Dataset entries ::
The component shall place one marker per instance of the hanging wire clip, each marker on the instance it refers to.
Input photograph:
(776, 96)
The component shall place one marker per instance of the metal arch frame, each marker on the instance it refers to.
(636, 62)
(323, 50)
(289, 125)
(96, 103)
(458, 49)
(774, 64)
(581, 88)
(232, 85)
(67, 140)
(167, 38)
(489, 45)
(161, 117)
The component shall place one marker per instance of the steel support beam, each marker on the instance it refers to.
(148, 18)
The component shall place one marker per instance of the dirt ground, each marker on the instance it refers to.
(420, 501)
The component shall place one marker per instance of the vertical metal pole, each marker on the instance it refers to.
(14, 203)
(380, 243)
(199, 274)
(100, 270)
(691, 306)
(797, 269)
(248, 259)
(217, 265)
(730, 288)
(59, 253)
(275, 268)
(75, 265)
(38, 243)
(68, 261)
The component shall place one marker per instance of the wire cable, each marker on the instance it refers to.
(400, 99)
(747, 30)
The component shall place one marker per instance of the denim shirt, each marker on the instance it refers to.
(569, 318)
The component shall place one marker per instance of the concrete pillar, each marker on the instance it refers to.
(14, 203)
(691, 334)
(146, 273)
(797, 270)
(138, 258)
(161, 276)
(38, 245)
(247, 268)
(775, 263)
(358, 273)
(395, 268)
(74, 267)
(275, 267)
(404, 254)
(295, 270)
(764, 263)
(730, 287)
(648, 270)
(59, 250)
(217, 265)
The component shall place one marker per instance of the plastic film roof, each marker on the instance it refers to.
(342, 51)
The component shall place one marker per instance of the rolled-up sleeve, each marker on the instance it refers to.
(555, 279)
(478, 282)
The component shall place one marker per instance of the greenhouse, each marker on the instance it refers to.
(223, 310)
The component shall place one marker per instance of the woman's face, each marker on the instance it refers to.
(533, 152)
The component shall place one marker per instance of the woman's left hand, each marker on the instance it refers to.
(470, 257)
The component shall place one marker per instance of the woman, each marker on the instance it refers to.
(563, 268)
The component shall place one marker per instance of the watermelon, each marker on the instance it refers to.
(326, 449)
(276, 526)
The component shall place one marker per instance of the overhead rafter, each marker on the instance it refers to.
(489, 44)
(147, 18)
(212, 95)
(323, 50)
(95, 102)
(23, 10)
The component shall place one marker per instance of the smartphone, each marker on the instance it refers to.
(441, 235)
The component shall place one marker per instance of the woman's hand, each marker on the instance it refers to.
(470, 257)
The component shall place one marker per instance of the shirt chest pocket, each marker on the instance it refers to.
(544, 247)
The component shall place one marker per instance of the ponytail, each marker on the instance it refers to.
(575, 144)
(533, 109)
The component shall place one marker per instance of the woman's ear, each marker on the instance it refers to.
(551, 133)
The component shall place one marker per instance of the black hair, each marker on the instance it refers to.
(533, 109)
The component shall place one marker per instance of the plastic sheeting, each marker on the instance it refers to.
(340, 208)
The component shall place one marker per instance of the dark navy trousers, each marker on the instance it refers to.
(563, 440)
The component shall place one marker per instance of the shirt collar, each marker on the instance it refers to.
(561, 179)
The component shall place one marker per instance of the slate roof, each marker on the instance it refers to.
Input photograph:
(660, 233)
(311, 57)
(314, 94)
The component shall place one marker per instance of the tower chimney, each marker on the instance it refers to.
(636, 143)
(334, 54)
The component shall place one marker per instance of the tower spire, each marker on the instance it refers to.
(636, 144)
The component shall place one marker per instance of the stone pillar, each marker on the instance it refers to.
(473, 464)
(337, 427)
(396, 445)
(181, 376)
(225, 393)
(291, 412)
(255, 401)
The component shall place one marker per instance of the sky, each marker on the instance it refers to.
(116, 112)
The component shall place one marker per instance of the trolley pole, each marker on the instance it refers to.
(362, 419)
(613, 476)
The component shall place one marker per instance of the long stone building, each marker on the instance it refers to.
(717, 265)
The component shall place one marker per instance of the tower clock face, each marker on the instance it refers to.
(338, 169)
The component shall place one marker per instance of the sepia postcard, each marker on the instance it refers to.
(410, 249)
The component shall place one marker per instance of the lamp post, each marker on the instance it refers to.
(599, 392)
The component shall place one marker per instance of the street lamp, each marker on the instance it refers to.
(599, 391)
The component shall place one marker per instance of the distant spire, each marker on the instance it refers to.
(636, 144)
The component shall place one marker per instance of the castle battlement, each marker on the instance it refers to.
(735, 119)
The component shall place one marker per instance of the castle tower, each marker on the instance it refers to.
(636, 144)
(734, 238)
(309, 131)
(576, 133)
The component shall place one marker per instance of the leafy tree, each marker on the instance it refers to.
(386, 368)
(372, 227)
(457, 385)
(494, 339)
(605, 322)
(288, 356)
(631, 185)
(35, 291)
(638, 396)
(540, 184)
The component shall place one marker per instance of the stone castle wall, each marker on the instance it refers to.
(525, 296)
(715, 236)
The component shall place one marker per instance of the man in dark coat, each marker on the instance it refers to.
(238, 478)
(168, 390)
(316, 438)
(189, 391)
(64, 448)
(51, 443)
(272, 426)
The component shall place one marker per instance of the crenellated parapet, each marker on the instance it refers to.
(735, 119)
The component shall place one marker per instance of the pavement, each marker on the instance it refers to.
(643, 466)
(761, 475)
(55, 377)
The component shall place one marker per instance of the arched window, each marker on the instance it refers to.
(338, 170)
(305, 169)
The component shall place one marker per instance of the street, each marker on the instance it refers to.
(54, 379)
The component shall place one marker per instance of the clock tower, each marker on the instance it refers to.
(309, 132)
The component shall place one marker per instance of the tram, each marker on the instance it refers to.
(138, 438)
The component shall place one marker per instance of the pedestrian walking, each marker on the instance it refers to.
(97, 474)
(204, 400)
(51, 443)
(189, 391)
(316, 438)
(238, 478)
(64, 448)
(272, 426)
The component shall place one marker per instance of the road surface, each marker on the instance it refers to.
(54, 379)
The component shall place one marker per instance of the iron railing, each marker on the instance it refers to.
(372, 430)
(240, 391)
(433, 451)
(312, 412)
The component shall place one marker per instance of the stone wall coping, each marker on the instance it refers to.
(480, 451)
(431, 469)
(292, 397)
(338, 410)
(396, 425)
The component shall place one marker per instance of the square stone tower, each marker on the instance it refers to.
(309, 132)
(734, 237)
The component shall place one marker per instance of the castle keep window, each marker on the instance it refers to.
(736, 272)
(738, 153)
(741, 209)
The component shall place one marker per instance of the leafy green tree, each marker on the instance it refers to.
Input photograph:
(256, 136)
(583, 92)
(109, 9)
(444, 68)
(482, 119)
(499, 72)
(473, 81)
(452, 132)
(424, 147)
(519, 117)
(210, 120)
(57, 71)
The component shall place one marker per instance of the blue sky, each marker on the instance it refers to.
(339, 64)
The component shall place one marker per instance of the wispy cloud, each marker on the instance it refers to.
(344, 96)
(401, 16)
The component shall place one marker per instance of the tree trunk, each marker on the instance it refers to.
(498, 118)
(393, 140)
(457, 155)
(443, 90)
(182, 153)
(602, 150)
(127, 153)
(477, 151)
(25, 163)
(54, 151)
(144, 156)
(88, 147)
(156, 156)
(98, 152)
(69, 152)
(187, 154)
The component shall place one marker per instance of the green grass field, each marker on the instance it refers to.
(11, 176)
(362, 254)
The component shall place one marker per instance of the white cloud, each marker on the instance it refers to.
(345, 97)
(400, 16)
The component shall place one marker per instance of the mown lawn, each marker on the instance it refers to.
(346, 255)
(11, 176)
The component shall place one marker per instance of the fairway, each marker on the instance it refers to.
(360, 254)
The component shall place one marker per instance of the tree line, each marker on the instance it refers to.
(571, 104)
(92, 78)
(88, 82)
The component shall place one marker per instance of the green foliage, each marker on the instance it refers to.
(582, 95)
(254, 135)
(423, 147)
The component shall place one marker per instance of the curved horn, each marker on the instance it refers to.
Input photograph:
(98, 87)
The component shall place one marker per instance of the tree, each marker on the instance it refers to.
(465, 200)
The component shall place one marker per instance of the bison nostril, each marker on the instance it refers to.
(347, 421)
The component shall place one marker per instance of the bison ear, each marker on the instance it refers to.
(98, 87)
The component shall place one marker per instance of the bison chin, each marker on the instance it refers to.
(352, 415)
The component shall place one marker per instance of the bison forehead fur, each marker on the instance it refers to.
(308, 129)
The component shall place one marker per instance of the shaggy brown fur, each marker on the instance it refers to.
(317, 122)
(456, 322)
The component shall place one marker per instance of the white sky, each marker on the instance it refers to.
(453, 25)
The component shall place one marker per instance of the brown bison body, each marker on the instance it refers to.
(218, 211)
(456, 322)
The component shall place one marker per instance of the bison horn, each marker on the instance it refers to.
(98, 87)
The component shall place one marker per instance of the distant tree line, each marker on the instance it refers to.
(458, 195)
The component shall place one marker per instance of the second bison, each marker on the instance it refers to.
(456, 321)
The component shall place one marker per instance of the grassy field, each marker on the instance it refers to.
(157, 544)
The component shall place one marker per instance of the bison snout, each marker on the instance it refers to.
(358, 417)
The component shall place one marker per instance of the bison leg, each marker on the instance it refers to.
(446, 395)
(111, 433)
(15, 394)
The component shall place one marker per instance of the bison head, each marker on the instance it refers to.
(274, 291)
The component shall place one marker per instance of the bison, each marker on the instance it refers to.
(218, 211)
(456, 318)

Aim of the task :: Output exactly what runs from the line with "bison leg, each" to the final line above, both lines included, and nothing else.

Solved exercise ::
The component shall place one marker per instance of the bison leg, each marker on the instance it refers to.
(446, 395)
(111, 433)
(15, 394)
The component shall place one marker per instance of the bison head, each marker on the instance it refers to.
(274, 291)
The component shall place one marker per instance of the bison, each marker on the instance it refers to.
(218, 211)
(456, 318)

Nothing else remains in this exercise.